Records from a data source
--- Begin ---

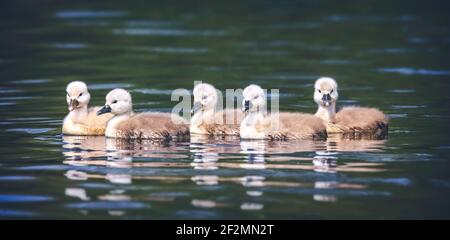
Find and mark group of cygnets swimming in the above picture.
[62,77,388,140]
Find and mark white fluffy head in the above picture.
[314,77,339,107]
[105,88,133,115]
[242,84,266,112]
[193,83,217,109]
[66,81,91,111]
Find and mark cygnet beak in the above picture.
[191,102,202,114]
[97,104,111,115]
[322,93,331,107]
[242,100,251,112]
[68,99,80,111]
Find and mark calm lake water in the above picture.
[0,0,450,219]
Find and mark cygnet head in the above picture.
[314,77,339,107]
[97,88,133,115]
[192,83,217,113]
[242,84,266,112]
[66,81,91,111]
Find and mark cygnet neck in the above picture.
[315,102,336,122]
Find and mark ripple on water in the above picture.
[65,201,150,210]
[149,47,209,54]
[0,176,36,181]
[388,89,416,94]
[55,10,127,19]
[53,43,87,49]
[126,19,178,27]
[132,88,173,95]
[391,105,426,109]
[6,128,55,134]
[89,83,134,90]
[10,79,51,84]
[378,67,450,76]
[113,28,228,37]
[0,209,36,217]
[0,194,53,203]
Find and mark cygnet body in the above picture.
[97,88,189,140]
[314,77,389,138]
[240,85,327,140]
[190,83,244,136]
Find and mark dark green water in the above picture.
[0,0,450,219]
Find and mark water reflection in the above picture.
[62,135,385,210]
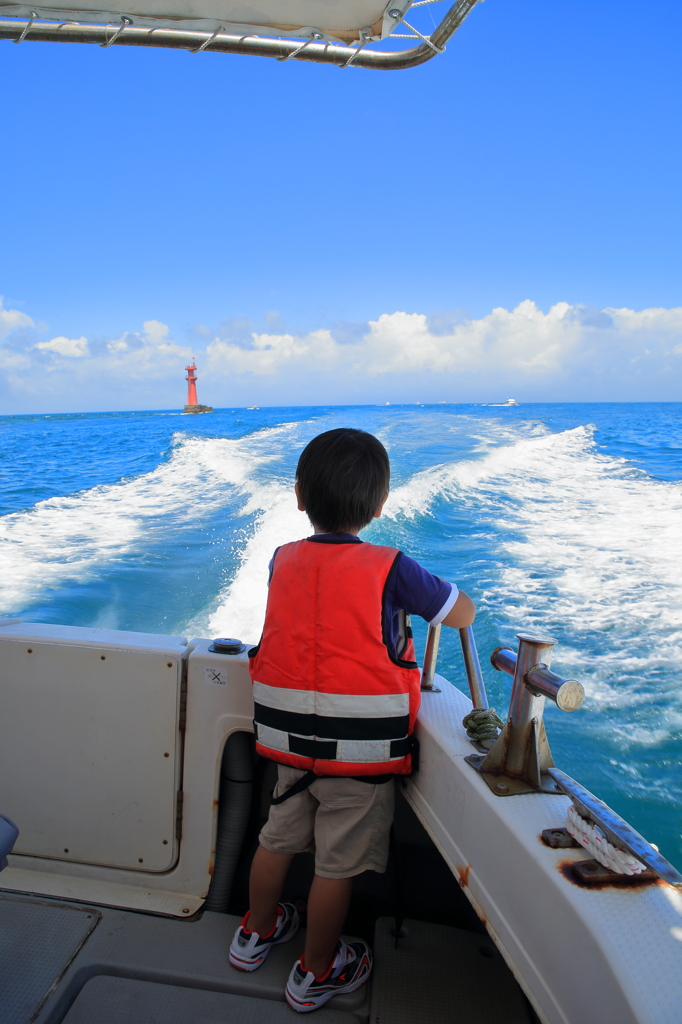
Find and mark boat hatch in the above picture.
[0,626,185,871]
[0,0,480,71]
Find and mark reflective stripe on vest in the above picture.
[251,541,421,775]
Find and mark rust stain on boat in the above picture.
[456,864,471,889]
[556,860,659,892]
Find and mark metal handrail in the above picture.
[0,0,479,71]
[422,624,440,693]
[547,768,682,889]
[460,626,491,708]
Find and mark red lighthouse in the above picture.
[184,356,213,413]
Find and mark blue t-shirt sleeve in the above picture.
[386,553,458,623]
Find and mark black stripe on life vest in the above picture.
[254,703,410,739]
[289,736,336,761]
[391,736,412,758]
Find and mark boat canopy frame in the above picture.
[0,0,482,71]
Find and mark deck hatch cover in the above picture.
[0,638,181,871]
[0,896,100,1024]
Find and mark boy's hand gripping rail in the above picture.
[466,633,585,797]
[421,626,502,750]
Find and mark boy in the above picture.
[229,428,475,1013]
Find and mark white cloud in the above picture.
[207,300,682,383]
[0,300,682,411]
[36,338,90,359]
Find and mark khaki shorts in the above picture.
[259,765,395,879]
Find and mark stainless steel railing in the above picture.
[0,0,479,71]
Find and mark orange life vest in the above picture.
[250,541,421,776]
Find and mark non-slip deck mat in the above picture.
[0,896,100,1024]
[62,976,357,1024]
[370,918,530,1024]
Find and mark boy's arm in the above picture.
[442,590,476,630]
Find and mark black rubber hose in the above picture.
[204,732,253,913]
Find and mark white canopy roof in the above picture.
[0,0,399,43]
[0,0,480,71]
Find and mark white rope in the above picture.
[566,804,646,874]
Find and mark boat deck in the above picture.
[0,779,536,1024]
[0,896,531,1024]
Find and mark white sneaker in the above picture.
[287,939,372,1014]
[229,903,300,971]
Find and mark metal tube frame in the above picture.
[0,0,479,71]
[421,625,441,693]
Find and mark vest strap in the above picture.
[270,771,319,804]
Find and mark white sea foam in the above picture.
[0,425,301,611]
[5,421,682,745]
[386,419,682,744]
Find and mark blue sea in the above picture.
[0,403,682,867]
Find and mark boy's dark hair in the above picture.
[296,427,391,534]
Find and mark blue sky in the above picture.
[0,0,682,413]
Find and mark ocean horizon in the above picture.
[0,397,682,867]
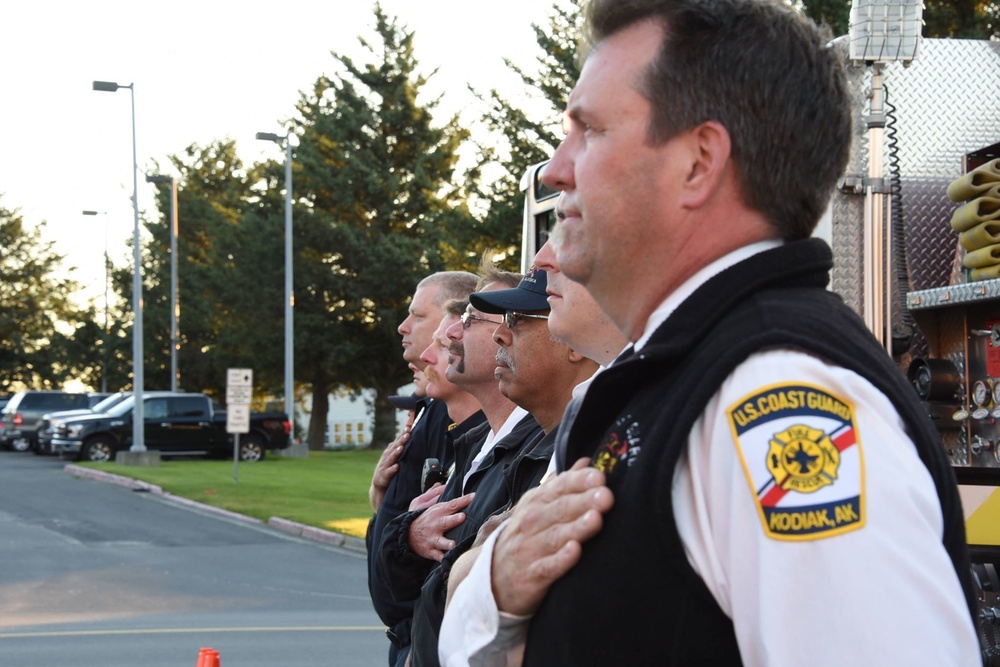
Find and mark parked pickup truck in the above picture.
[52,391,291,461]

--- End ---

Objective:
Reproduce every line of the items starting at the line that contains "Find and mark reflective" and ending at the line that contains "[184,356,213,413]", shifting each bounding box coordinate up by 121. Copy all the other lines in that span unchanged.

Result of this task:
Find and mark reflective stripe on vest in the above picture.
[372,662,542,896]
Find and mark rust stain on boat in the above picture.
[577,985,592,1010]
[677,981,780,1013]
Find and mark metal handrail in the above picture.
[121,121,600,192]
[543,745,561,814]
[668,889,803,1010]
[581,747,612,829]
Find and mark red lighthouse in the above picture.
[305,477,334,534]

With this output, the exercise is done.